### [TEXTABSCHNITT]
Klimafonds haben sich durchgesetzt, um auf nationaler oder internationaler Ebene staatliches Geld zu sammeln, das dann zielgerichtet für die Förderung neuer Technologien oder auch zum Ausgleich von Nachteilen für Einzelne durch den Umbau in Richtung Klimaschutz eingesetzt werden soll. Nicht immer ist drin, was draufsteht: Das gilt sowohl für die Summen, die versprochen werden, als auch für die Zwecke, die dem Klima helfen sollen.

Ein Überblick über die deutschen, europäischen und UN-Klimafonds und darüber, wie Anspruch und Wirklichkeit nicht immer eins sind:

Der Klima- und Transformationsfonds der Bundesregierung (KTF):

Mit dem Klima- und Transformationsfonds will die Bundesregierung wichtige Etappen der Energiewende und den Klimaschutz fördern. Zudem sollen Bürgerinnen und Bürger entlastet werden. Der Fonds wurde als sogenanntes Sondervermögen angelegt, was aber vor allem ein schöneres Wort für einen auch durch Schulden finanzierten Nebenhaushalt ist.

Im Gegensatz zum „normalen“ Bundeshaushalt finanziert sich der Klimafonds aus Bundeszuschüssen und aus Erlösen des europäischen Emissionshandels. Dort erwerben Unternehmen aus Industrie und Energiebranche Zertifikate für jede ausgestoßene Tonne CO2.

Als eine ihrer ersten Handlungen hatte die Ampelkoalition Ende 2021 Geld, das sie sich zusätzlich zur eigentlich geltenden Schuldenbremse als Finanzierung in der Corona-Notlage genehmigt hatte, in diesen Nebenhaushalt geschoben. Das waren 60 Milliarden Euro. Ganz ähnlich hatte es schon die schwarz-rote Regierung 2020 gemacht – damals 28 Milliarden Euro. Von 2023 bis 2026 sind insgesamt rund 177,5 Milliarden Euro im KTF eingeplant. Allein 35,4 Milliarden Euro stehen im Jahr 2023 zur Verfügung.



Der Fonds taucht nicht im normalen Bundesetat auf und fällt entsprechend auch nicht unter die Regeln der Schuldenbremse. Mit dem Fonds hat die Bundesregierung zum Beispiel bezahlt, was vorher als Umlage für erneuerbare Energien bei Kunden den Strom verteuerte. Auch das Dämmen, die Bundesförderung im Gebäudebereich (BEG), oder der Ausbau der E-Auto-Ladeinfrastruktur sowie der Aufbau einer Wasserstoffinfrastruktur werden hieraus gespeist. Nun soll auch der Heizungstausch, es geht um das umstrittene Gesetz zum Wechsel von Öl oder Gas hin zu erneuerbaren Heizquellen, über den KTF gefördert werden.

### [ARBEITSAUFTRÄGE]
1) Erklären Sie in ein bis drei Sätzen anhand des Textabschnitts, warum der Klima- und Transformationsfonds nicht unter die Regeln der Schuldenbremse fällt.
2) Beantworten Sie die folgenden Fragen zum Textabschnitt knapp.
(a) Aus welchen zwei Quellen finanziert sich der Klimafonds?
(b) Wie viele Milliarden Euro schob die Ampelkoalition Ende 2021 in den Nebenhaushalt?
(c) Welcher Betrag steht im KTF allein im Jahr 2023 zur Verfügung?
3) Übersetzen Sie diesen Satz aus dem Textabschnitt ins Englische: „Der Fonds wurde als sogenanntes Sondervermögen angelegt, was aber vor allem ein schöneres Wort für einen auch durch Schulden finanzierten Nebenhaushalt ist.“

### [EXTRAHIERTE DATENSÄTZE]
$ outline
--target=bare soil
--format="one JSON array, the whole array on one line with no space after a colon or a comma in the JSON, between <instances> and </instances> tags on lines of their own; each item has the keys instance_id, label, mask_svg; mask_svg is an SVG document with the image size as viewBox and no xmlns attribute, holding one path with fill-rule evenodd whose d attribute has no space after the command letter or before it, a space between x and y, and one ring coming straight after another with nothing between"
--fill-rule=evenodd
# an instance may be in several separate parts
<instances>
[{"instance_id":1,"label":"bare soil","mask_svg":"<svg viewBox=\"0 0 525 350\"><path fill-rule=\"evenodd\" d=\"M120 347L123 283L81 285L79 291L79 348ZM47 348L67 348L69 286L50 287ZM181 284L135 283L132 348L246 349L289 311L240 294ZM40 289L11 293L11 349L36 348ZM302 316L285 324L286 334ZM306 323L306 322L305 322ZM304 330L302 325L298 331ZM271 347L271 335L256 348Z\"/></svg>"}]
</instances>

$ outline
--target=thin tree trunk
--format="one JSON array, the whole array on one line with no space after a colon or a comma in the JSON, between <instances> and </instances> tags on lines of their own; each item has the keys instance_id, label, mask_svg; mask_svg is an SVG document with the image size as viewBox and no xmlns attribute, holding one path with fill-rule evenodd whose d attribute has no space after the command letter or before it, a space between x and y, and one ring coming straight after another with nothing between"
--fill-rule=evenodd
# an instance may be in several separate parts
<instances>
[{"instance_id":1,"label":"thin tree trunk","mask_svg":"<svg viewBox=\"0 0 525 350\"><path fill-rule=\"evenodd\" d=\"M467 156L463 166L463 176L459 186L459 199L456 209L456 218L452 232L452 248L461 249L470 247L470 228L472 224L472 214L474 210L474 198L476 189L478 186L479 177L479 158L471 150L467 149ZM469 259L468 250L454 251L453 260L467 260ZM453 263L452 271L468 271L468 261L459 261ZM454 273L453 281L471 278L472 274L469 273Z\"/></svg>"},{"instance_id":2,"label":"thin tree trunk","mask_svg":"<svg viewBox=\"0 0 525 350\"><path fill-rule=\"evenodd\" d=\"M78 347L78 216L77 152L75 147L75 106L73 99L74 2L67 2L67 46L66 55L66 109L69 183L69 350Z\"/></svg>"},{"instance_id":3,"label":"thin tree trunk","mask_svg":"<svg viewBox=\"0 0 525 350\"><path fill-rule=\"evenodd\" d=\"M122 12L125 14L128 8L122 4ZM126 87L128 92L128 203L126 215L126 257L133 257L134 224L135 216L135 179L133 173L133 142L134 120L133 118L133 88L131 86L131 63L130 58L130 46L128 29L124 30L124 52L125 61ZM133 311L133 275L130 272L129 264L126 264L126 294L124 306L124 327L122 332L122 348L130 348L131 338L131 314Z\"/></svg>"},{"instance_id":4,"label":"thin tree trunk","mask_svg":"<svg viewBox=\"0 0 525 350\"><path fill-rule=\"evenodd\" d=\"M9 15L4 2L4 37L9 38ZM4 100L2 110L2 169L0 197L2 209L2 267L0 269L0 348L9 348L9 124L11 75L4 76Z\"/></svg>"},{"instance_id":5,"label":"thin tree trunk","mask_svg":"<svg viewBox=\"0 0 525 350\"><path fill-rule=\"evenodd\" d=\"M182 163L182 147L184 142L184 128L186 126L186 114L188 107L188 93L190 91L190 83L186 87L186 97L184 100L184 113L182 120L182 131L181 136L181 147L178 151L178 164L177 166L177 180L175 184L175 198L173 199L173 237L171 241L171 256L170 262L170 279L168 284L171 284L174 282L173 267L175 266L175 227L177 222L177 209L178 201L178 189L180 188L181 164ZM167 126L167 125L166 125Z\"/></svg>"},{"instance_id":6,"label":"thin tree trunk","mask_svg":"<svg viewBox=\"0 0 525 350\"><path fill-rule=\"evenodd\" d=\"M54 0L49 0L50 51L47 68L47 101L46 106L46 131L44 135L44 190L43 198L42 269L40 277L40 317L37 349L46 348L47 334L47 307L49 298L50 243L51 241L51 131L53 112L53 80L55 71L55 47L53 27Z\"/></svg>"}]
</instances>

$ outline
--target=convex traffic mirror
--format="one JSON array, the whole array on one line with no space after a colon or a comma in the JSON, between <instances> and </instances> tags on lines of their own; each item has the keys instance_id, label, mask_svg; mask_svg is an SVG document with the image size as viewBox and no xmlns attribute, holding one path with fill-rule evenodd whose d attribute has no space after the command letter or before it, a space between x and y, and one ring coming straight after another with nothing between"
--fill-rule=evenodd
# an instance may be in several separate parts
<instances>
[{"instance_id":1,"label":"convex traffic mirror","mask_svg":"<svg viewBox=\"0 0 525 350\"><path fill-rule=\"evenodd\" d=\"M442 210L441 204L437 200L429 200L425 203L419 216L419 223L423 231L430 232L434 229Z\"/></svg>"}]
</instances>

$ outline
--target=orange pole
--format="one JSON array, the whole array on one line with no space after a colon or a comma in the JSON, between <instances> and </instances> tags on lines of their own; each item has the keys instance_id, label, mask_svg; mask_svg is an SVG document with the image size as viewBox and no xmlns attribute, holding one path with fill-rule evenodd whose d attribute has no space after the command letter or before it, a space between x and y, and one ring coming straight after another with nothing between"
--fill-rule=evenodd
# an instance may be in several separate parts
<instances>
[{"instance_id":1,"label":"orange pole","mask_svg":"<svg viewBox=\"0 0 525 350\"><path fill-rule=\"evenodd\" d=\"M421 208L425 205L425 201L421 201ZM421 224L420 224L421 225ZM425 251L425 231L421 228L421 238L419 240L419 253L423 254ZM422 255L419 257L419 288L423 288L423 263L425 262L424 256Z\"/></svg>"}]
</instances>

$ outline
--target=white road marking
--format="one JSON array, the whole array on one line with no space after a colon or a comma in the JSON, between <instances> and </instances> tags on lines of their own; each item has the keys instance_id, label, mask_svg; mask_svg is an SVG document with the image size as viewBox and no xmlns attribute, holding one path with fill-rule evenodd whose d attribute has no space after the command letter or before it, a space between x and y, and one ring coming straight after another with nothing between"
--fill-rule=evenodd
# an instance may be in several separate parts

### [ERGEBNISSE JE AUFGABE]
1) Der Klima- und Transformationsfonds taucht nicht im normalen Bundesetat auf. Er ist als Sondervermögen, also als Nebenhaushalt, angelegt und fällt deshalb nicht unter die Regeln der Schuldenbremse.

2)
(a) Aus Bundeszuschüssen und aus Erlösen des europäischen Emissionshandels
(b) 60 Milliarden Euro
(c) 35,4 Milliarden Euro

3) The fund was set up as a so-called special fund, which, however, is above all a nicer word for an off-budget account that is also financed through debt.